## Task directions
Format the lines below, from the one containing "543, row 173." through the one containing "column 402, row 366", as a JSON list of strings with one string per line and blank lines omitted. Include only that stretch.
= = = = = = =
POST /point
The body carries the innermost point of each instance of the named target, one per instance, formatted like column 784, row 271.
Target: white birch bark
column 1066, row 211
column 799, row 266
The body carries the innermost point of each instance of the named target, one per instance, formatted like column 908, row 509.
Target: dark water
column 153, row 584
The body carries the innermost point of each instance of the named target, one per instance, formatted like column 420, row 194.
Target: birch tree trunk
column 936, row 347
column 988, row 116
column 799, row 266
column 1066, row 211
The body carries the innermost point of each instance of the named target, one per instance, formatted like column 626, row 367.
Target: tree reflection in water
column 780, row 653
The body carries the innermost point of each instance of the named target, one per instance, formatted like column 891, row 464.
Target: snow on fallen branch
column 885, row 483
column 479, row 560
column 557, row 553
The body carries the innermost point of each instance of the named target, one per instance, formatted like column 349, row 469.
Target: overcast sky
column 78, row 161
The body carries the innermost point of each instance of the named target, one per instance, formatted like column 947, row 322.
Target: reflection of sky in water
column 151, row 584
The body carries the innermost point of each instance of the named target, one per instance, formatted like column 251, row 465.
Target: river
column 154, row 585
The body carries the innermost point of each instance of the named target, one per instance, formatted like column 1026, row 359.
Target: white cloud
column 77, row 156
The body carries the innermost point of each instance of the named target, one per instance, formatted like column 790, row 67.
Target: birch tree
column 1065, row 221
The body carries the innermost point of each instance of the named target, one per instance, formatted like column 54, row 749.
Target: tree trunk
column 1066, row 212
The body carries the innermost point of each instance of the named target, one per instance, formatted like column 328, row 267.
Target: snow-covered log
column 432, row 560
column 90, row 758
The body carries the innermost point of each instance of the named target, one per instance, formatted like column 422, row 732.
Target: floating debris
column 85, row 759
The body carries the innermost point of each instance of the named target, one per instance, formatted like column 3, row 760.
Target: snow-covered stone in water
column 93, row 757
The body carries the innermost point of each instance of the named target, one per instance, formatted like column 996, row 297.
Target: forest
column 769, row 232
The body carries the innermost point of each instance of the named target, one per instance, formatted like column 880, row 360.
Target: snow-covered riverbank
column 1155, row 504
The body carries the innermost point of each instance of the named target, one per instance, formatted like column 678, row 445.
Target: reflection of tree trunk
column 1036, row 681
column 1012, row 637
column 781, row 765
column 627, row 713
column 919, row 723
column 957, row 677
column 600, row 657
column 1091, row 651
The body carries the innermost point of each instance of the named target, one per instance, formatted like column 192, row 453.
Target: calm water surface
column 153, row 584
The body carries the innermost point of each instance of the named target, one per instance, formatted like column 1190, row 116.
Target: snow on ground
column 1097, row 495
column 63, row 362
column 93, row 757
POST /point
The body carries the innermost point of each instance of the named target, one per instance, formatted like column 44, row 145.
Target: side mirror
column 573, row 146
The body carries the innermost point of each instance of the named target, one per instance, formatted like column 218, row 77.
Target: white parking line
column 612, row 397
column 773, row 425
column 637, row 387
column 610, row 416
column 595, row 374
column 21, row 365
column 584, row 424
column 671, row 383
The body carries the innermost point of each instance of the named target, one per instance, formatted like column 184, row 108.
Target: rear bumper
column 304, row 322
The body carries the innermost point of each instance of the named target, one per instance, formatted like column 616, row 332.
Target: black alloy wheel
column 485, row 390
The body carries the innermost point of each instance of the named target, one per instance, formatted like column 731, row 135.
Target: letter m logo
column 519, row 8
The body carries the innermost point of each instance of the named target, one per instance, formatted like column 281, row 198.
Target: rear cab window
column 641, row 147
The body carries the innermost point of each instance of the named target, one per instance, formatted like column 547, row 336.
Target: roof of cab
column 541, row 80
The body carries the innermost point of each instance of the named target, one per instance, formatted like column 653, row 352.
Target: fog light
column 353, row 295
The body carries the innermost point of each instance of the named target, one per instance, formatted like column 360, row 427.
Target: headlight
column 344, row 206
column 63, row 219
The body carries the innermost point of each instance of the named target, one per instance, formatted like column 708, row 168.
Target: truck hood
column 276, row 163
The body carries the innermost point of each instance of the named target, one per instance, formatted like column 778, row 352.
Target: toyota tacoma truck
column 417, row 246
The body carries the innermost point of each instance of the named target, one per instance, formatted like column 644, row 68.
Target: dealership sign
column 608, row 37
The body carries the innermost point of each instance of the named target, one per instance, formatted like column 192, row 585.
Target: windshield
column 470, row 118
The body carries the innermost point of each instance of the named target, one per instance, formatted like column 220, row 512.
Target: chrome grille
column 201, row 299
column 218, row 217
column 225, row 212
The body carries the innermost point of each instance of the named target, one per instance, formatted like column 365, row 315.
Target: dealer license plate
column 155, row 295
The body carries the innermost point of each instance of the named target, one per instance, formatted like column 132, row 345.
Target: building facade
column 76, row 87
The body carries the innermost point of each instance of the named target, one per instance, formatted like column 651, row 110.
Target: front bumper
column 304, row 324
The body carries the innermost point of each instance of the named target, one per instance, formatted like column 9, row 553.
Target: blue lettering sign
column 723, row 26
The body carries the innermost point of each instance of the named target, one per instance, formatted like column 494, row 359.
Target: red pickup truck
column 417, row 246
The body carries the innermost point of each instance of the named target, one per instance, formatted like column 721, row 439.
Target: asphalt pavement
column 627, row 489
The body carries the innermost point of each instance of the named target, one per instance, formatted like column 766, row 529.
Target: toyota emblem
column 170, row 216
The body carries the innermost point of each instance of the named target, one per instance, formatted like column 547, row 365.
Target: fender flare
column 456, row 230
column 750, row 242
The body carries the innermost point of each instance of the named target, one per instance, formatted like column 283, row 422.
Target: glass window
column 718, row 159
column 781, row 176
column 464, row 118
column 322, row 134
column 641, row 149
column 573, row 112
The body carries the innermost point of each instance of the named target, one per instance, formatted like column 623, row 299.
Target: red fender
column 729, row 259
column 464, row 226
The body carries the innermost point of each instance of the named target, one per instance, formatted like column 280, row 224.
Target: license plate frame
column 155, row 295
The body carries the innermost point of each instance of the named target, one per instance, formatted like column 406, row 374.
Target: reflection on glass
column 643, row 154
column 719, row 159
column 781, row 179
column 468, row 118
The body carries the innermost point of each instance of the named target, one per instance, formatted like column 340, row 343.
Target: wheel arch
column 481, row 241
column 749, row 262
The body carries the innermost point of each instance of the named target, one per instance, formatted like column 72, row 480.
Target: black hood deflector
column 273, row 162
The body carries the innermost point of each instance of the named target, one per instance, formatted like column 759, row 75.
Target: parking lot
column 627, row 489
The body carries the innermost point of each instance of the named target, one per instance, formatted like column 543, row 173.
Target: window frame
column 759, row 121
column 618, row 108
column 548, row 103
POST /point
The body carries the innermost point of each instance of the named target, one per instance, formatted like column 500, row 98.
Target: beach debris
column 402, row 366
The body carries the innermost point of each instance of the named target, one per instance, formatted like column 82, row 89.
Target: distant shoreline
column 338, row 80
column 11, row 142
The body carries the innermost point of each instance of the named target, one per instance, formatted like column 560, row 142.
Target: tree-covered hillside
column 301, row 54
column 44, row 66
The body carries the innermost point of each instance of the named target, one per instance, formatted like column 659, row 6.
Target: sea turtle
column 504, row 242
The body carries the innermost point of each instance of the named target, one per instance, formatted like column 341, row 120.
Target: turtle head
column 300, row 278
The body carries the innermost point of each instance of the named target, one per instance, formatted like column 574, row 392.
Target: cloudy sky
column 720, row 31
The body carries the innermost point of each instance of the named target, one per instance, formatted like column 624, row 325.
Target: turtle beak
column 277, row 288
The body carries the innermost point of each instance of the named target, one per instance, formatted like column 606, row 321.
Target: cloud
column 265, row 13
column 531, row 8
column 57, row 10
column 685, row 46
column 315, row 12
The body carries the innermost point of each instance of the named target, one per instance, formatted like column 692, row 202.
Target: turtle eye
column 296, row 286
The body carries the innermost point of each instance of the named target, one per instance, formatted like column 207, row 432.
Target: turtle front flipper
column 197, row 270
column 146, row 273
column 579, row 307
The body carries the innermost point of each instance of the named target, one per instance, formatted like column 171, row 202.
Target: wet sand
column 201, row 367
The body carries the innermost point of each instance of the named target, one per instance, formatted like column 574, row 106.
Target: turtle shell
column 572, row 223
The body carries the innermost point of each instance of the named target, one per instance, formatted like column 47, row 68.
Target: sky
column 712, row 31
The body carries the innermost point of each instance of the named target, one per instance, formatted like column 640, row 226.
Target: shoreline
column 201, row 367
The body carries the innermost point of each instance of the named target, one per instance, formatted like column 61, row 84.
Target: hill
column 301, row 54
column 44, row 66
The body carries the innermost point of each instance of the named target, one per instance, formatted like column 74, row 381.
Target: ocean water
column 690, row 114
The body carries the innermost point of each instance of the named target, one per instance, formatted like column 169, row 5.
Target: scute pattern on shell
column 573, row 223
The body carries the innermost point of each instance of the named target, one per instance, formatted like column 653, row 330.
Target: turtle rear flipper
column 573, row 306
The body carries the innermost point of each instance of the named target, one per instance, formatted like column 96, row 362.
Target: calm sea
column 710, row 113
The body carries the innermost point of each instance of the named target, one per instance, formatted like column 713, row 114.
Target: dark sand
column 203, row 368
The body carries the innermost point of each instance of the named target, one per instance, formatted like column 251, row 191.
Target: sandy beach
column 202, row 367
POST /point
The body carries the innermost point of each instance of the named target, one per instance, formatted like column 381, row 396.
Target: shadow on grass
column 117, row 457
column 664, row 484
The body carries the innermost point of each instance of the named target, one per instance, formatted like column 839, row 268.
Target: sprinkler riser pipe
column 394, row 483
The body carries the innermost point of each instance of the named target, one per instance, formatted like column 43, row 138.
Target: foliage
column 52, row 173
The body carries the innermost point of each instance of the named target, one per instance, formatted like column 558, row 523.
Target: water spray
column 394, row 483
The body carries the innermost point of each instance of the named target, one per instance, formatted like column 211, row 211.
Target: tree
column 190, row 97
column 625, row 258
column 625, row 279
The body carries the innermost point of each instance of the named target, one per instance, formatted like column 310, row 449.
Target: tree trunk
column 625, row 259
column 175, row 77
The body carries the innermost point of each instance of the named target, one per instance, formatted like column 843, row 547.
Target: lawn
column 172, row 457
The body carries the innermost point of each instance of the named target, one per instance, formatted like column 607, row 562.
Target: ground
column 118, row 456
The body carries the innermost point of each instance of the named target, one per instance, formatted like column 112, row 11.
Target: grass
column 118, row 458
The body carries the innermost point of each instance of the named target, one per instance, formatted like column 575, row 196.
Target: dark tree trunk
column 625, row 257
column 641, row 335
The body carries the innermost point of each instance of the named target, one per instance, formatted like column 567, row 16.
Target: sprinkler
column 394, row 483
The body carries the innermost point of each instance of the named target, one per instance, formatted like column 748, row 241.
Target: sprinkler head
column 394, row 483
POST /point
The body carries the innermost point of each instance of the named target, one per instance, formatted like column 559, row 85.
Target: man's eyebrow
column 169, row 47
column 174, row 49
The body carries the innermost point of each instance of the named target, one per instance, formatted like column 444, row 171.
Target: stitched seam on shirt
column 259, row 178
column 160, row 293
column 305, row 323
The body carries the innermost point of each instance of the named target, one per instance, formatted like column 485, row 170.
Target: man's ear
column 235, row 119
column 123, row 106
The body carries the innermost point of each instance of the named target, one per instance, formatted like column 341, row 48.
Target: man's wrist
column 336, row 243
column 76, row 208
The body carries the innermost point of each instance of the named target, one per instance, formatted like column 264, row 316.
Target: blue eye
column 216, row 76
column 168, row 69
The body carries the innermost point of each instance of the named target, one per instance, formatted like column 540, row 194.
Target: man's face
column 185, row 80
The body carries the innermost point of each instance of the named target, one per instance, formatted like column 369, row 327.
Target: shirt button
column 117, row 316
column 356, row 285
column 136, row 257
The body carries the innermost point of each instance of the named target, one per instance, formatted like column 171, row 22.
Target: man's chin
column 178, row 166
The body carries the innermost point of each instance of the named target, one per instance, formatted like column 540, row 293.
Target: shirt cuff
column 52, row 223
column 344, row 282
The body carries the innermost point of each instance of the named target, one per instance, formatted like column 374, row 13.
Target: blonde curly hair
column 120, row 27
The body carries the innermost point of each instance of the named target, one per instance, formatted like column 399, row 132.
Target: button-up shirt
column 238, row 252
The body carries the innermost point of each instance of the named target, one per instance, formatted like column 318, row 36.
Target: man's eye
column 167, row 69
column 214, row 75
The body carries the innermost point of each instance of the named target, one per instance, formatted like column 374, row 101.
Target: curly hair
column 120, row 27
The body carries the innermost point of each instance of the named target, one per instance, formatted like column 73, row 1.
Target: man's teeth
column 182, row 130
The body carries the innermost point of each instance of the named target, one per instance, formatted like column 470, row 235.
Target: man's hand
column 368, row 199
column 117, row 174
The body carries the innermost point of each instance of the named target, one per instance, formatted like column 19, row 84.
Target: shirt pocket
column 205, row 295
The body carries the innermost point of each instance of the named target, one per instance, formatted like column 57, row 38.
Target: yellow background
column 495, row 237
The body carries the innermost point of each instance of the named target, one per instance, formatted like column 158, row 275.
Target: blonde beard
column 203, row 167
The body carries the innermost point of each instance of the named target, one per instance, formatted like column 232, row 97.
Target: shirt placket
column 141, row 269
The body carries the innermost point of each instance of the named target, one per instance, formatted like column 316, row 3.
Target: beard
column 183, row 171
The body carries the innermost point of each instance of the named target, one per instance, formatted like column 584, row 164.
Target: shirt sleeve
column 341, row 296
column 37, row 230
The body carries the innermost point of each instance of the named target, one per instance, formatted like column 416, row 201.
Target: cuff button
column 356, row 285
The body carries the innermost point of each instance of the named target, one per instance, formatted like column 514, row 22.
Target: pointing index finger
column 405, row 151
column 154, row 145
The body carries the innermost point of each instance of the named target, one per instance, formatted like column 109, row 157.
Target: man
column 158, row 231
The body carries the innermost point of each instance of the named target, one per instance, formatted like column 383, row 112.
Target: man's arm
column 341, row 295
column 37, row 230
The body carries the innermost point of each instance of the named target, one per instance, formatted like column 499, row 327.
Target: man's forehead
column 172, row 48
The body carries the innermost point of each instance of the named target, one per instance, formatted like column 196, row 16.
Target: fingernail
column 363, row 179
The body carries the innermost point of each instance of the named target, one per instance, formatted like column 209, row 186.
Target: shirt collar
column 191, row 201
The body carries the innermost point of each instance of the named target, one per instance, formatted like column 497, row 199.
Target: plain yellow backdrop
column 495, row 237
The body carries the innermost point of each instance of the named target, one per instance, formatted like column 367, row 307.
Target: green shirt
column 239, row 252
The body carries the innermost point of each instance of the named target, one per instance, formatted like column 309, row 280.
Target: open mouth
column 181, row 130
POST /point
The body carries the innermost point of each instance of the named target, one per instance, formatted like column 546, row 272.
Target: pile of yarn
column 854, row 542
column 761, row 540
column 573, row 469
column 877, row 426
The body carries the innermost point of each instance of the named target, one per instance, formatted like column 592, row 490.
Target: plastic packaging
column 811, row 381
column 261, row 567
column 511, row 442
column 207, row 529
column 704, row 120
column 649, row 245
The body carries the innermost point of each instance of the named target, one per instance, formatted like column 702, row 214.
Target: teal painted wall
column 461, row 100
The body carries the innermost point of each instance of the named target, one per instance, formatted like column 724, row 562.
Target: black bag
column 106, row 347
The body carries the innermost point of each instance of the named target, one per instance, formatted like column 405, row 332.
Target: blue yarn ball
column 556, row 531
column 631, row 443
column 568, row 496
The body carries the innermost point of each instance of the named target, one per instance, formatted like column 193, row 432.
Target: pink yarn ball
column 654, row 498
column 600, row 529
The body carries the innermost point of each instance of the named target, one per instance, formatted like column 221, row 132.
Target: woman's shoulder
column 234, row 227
= = = = = = =
## Task solution
[
  "The body carries the innermost point of each instance of the named target, one per instance, formatted like column 543, row 173.",
  "Target: window frame",
  "column 759, row 121",
  "column 618, row 108",
  "column 548, row 103",
  "POST /point",
  "The body carries the innermost point of each instance of the named target, one per instance, formatted like column 500, row 98.",
  "Target: beach debris",
  "column 402, row 366"
]